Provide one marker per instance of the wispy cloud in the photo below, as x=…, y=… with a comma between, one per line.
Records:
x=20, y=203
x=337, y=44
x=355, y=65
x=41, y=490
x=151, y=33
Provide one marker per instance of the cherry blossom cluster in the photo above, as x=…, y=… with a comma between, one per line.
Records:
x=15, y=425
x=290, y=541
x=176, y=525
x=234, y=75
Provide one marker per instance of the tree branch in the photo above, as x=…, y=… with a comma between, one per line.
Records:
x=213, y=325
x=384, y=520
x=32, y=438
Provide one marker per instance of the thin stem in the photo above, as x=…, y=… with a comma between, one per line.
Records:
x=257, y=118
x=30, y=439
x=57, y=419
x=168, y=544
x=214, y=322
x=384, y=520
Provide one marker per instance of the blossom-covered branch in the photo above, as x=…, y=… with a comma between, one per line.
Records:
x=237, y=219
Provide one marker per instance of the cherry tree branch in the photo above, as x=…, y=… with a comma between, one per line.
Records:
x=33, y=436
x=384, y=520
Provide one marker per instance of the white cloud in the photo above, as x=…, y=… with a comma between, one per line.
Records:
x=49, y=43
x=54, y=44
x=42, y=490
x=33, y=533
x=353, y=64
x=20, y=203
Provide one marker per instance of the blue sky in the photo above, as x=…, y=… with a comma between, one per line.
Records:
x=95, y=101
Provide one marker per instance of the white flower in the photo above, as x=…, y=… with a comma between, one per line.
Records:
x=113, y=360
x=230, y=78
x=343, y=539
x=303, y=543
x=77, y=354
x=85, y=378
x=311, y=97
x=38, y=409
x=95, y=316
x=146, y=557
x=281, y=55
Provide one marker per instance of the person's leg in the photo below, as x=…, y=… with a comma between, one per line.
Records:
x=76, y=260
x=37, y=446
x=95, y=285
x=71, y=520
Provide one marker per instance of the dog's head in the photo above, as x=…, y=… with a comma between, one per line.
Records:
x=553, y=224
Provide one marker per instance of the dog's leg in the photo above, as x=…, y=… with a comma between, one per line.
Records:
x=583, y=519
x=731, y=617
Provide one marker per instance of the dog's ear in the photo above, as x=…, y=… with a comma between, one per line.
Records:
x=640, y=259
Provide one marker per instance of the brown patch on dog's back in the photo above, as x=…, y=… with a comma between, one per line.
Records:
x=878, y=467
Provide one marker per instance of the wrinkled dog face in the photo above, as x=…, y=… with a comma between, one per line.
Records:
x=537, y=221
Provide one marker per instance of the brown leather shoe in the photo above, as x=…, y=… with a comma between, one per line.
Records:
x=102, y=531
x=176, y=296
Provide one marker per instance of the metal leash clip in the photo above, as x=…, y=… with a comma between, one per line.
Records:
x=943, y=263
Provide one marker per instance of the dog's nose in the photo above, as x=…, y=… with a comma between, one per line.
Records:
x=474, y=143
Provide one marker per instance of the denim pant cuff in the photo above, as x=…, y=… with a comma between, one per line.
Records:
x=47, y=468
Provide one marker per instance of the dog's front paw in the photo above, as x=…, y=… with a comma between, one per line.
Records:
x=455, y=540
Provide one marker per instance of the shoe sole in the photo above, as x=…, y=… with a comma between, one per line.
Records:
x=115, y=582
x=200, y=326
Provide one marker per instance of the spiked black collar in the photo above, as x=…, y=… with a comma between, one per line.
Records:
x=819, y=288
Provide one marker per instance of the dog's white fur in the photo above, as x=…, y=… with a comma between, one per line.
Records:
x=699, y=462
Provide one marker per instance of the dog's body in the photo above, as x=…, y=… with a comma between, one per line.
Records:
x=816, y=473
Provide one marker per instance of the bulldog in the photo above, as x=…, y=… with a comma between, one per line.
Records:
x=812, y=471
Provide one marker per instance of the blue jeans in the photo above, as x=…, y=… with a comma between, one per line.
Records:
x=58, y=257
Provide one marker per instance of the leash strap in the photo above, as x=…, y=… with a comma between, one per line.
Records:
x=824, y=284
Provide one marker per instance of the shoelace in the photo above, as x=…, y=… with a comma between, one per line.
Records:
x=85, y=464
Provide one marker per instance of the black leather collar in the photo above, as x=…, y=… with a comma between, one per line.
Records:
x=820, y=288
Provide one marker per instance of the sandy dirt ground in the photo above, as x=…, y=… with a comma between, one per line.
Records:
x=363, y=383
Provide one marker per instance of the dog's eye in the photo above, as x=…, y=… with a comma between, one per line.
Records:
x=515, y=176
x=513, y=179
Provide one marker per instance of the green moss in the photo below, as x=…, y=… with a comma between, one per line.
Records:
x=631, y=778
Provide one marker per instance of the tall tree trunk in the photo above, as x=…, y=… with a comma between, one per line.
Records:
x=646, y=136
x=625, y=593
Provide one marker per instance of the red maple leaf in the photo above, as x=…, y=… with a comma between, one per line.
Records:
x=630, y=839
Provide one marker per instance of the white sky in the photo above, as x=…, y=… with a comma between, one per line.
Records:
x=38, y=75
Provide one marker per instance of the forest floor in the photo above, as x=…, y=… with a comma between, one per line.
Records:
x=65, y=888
____
[To do]: Render the part of the listing above that runs from its first line through the line containing "x=32, y=438" as a JSON list of strings, one string per line, leaving out any blank lines.

[Written solution]:
[
  "Provide one marker per instance of the wispy cloud in the photo below, as x=…, y=… with a comma between, one per line.",
  "Records:",
  "x=20, y=203",
  "x=337, y=44",
  "x=355, y=65",
  "x=41, y=490",
  "x=151, y=33",
  "Provide one marker per instance of the cherry blossom cluster in the photo above, as x=…, y=… with a comma between, one per line.",
  "Records:",
  "x=15, y=425",
  "x=290, y=541",
  "x=176, y=525",
  "x=234, y=75",
  "Provide one marker per instance of the tree branch in the photo above, as x=…, y=… with a comma between, one per line.",
  "Records:",
  "x=213, y=325",
  "x=384, y=520",
  "x=32, y=438"
]